■ **SHORT PROBLEM**
Every line from the one with "Task: point out the dark storm" through the end of the records below should be restated word for word, and nothing outside that span.

Data entries
☆ ☆ ☆ ☆
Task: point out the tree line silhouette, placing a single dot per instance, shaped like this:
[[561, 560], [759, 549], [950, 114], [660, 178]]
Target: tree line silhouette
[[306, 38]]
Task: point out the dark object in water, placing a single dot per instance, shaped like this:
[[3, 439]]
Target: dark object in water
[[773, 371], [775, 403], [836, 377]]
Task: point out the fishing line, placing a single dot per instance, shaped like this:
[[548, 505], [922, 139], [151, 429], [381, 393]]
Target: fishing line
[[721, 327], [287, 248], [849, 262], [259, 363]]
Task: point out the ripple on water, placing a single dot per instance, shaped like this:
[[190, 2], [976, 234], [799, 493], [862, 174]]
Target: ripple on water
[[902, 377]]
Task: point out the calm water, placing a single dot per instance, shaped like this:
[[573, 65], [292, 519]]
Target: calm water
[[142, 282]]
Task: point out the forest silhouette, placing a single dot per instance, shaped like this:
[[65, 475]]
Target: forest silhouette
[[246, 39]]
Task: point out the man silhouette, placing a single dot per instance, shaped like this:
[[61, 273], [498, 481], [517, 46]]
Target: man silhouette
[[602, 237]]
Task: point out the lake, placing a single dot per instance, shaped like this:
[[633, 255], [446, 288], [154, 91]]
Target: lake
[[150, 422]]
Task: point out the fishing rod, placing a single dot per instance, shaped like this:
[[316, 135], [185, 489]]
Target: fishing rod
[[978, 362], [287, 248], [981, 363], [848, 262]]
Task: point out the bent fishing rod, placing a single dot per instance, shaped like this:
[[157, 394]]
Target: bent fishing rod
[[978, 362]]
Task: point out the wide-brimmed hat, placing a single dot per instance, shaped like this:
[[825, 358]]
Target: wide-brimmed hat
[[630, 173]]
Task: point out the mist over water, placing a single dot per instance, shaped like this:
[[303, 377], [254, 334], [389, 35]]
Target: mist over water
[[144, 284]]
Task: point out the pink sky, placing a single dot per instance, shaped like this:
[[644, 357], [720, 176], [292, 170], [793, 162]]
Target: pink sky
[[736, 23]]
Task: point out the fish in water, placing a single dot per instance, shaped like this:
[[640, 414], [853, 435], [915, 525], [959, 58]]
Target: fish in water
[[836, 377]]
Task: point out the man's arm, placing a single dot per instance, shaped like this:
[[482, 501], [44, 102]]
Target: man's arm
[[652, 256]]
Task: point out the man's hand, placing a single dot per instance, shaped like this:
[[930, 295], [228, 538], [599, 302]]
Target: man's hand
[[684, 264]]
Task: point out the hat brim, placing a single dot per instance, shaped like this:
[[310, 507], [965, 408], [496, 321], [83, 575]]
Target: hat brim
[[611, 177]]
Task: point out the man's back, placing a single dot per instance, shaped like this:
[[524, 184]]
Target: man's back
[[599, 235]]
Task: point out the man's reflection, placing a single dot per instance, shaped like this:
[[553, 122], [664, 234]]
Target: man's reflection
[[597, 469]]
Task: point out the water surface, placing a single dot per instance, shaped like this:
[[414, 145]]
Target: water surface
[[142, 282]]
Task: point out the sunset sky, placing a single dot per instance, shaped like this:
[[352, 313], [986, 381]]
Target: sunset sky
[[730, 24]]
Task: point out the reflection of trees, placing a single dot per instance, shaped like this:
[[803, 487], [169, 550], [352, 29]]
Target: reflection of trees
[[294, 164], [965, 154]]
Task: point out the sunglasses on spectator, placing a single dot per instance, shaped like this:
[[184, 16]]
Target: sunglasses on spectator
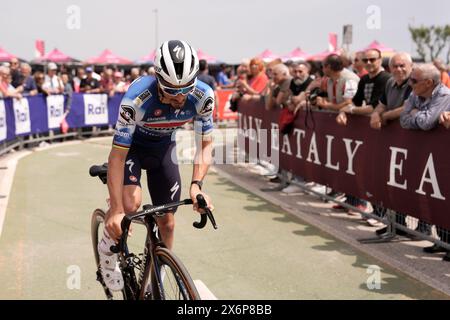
[[176, 91], [372, 60], [414, 81]]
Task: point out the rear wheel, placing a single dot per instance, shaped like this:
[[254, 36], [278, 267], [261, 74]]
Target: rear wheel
[[177, 284]]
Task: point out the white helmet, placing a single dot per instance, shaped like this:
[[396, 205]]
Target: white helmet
[[176, 63]]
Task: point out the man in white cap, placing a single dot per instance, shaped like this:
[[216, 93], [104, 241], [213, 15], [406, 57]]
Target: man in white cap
[[52, 83]]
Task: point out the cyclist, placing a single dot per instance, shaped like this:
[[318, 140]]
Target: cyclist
[[150, 112]]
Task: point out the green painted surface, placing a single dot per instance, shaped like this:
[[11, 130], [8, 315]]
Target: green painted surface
[[258, 252]]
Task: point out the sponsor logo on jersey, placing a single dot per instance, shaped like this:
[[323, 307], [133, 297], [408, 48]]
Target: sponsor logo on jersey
[[144, 96], [207, 106], [127, 114], [198, 94], [123, 134]]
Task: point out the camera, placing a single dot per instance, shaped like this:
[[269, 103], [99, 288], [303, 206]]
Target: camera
[[312, 98]]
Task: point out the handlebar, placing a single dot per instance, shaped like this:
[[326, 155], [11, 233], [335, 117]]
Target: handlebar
[[127, 219]]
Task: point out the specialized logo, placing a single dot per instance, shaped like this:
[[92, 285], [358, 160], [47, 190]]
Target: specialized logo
[[127, 114], [144, 96], [174, 189], [198, 94], [131, 164], [207, 106], [179, 52]]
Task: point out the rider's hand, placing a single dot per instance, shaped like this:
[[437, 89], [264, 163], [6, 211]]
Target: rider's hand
[[112, 223], [194, 191]]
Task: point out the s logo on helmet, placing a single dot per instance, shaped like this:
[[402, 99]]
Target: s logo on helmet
[[179, 52], [207, 106]]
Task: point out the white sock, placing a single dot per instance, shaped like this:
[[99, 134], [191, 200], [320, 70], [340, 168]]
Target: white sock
[[105, 244]]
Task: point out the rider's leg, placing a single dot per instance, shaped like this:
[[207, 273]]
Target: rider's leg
[[132, 198], [166, 227]]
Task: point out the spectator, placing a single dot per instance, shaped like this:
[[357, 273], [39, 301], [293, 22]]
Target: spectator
[[300, 78], [106, 82], [396, 92], [16, 76], [341, 84], [90, 84], [52, 83], [390, 107], [68, 91], [258, 79], [119, 85], [222, 77], [28, 86], [444, 119], [428, 100], [423, 109], [279, 87], [204, 76], [39, 78], [6, 88], [358, 64], [151, 71], [134, 74], [445, 78], [81, 74], [370, 87]]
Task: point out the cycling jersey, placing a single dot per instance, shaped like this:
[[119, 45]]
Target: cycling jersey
[[145, 121]]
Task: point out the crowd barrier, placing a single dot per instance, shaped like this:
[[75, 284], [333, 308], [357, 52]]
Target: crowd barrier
[[404, 170]]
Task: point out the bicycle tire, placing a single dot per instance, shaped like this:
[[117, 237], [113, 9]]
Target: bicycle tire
[[98, 217], [177, 283]]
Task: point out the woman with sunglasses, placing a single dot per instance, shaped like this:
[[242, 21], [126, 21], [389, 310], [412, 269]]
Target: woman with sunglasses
[[150, 113]]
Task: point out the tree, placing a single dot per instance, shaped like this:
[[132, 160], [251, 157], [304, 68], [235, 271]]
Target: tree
[[431, 41]]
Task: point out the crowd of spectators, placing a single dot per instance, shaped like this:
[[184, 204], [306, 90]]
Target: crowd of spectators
[[415, 95], [18, 79]]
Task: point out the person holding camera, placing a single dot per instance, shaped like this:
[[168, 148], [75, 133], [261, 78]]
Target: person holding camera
[[370, 87], [341, 84]]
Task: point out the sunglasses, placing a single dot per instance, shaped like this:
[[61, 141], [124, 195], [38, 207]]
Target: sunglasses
[[372, 60], [176, 91], [414, 81]]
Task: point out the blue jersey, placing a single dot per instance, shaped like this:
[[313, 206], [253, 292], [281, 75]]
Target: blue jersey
[[146, 121]]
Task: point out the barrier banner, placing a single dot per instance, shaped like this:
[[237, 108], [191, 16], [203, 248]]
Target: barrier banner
[[55, 110], [95, 109], [404, 170], [3, 126], [223, 106], [22, 116]]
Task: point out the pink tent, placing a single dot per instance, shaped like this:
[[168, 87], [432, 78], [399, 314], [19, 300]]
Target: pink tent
[[296, 54], [107, 57], [5, 56], [268, 55], [204, 56], [385, 51], [322, 55], [56, 56], [148, 58]]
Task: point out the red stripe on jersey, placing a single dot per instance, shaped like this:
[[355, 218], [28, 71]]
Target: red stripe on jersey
[[165, 124]]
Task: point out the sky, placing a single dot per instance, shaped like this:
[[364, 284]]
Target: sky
[[228, 29]]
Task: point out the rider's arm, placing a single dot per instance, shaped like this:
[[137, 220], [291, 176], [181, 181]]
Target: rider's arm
[[116, 164], [202, 159]]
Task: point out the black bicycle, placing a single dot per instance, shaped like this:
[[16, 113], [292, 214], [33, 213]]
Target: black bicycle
[[142, 273]]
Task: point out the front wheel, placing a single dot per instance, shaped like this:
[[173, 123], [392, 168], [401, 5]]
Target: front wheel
[[176, 283]]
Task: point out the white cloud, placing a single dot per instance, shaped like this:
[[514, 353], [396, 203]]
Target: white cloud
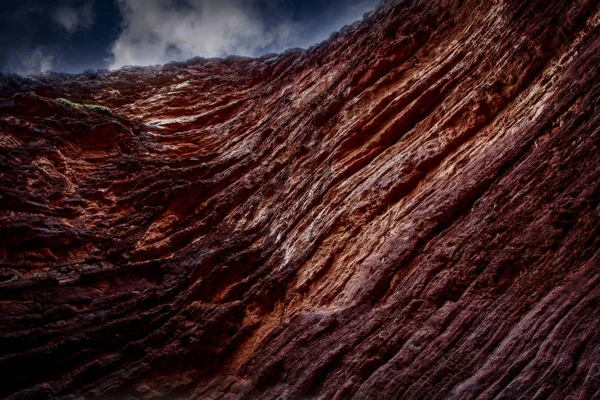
[[160, 31], [32, 62], [74, 19]]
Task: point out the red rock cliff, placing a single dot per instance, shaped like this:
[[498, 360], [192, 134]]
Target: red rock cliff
[[408, 210]]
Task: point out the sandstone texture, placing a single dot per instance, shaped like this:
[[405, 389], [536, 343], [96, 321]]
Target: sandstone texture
[[408, 210]]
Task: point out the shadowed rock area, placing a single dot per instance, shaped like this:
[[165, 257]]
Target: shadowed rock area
[[407, 210]]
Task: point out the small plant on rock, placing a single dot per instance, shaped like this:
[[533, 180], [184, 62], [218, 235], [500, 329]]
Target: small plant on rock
[[78, 106]]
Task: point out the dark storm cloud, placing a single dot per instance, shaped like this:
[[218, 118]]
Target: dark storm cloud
[[72, 35], [74, 18]]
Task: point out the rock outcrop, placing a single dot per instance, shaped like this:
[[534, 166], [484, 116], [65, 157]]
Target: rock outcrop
[[407, 210]]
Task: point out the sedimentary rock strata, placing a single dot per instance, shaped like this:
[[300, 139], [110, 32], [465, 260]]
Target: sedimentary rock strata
[[407, 210]]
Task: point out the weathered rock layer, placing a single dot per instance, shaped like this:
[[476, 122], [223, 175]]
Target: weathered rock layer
☆ ☆ ☆ ☆
■ **COMPLETE ANSWER**
Task: point out the dark storm cloud, placing a single dot per instance, shaped like this:
[[218, 118]]
Target: dark storm cloud
[[72, 35], [74, 18]]
Task: point out the rock outcrop, placing a single dot per instance, shaped like this:
[[534, 166], [484, 116], [65, 157]]
Target: rock outcrop
[[407, 210]]
Task: point out the sedimentary rock strata, placing a single dot per instance, shaped like this:
[[300, 139], [110, 32], [465, 260]]
Target: sedimentary rock strata
[[407, 210]]
Task: point out the weathered rock layer, placing a single dot per instance, shaped like this:
[[476, 122], [223, 175]]
Target: weathered rock layer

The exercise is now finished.